Supplied text:
SAN DIEGO — Patients with advanced chronic obstructive pulmonary disease (COPD) may not be getting effective treatment for dyspnea toward the end of life, researchers reported here.
A retrospective review of administrative claims data showed that patients with advanced COPD were significantly less likely to receive morphine in the last three months of life than those with terminal lung cancer (OR 2.36, 95% CI 1.52 to 3.67), according to Donna Goodridge, PhD, of the University of Saskatchewan in Saskatoon.
They were also less likely to receive palliative care at home (2.8% versus 37.4%, P<0.005), and palliative care itself was associated with an increased likelihood of receiving morphine in the months before death (OR 2.64, 95% CI 1.72 to 4.06), Goodridge said at the American College of Chest Physicians meeting.
She said the findings underscore the need for further research.
“We need to explore the efficacy and safety of opioid use for relief of dyspnea at the end of life in persons with COPD,” she said. “And we also need to assess patient, family, and clinician experiences with opioid use for dyspnea at the end of life for those people dying of COPD.”
Dyspnea is the most burdensome symptom and a source of disability in end-stage COPD, Goodridge said, and it doesn’t respond to conventional therapies in 56% to 98% of patients.
Opioids are commonly used to treat dyspnea in patients with terminal cancer, but Goodridge said she was surprised to see that there wasn’t a very good management strategy in COPD.
Low doses of opioids could relieve dyspnea in COPD patients by reducing total ventilation, increasing ventilatory efficiency with exercise, reducing responses to hypoxia/hypercapnia, and reducing the drive to breathe, Joanne Young, a registered respiratory therapist at Dalhousie University in Halifax, Nova Scotia, and colleagues noted in a separate presentation at the meeting.

Given data:

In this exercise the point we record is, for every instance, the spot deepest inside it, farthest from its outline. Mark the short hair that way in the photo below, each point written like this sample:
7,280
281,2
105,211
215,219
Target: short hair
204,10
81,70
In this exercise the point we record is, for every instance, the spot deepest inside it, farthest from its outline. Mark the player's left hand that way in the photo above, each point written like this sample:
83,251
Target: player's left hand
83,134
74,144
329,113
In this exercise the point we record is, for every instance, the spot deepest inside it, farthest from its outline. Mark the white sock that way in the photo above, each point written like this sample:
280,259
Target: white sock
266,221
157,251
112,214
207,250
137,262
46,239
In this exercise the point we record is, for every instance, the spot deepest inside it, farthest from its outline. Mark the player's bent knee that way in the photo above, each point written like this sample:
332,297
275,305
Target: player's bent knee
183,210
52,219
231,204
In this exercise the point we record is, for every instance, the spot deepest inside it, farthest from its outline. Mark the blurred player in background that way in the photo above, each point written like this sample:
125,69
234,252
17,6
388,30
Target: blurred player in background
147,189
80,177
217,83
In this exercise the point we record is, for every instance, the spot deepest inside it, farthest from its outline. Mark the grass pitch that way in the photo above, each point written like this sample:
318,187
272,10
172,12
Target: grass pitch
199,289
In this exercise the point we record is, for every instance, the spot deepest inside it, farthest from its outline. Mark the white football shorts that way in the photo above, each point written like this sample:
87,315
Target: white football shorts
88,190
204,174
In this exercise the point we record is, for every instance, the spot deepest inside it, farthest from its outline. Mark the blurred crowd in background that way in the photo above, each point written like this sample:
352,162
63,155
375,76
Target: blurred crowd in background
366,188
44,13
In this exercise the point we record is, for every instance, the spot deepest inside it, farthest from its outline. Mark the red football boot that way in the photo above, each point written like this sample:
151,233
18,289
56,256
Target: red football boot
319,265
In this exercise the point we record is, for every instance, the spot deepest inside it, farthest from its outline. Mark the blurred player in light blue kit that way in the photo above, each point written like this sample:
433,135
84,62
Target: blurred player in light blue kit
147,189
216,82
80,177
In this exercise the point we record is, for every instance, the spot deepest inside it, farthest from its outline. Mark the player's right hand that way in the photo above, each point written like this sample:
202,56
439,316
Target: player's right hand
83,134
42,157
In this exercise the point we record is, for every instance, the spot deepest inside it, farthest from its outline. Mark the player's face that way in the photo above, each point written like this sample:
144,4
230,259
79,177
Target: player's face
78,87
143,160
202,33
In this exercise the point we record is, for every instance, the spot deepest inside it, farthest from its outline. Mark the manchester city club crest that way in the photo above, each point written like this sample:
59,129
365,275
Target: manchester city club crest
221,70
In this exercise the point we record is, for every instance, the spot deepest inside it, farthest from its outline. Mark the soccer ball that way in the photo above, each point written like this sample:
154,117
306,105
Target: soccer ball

Requirement A:
In the COPD report, what share of patients with advanced COPD received palliative care at home?
Requirement B:
According to the COPD report, how could low doses of opioids relieve dyspnea in COPD patients? Answer in one to three sentences.
Requirement C:
Please give the passage of the COPD report that begins at the words "SAN DIEGO —" and stops after "Saskatchewan in Saskatoon.", substituting "hydromorphone" for "morphine".
The material has nothing to do with the COPD report.

Answer box A:
2.8%

Answer box B:
Low doses of opioids could relieve dyspnea by reducing total ventilation, increasing ventilatory efficiency with exercise, reducing responses to hypoxia/hypercapnia, and reducing the drive to breathe.

Answer box C:
SAN DIEGO — Patients with advanced chronic obstructive pulmonary disease (COPD) may not be getting effective treatment for dyspnea toward the end of life, researchers reported here.
A retrospective review of administrative claims data showed that patients with advanced COPD were significantly less likely to receive hydromorphone in the last three months of life than those with terminal lung cancer (OR 2.36, 95% CI 1.52 to 3.67), according to Donna Goodridge, PhD, of the University of Saskatchewan in Saskatoon.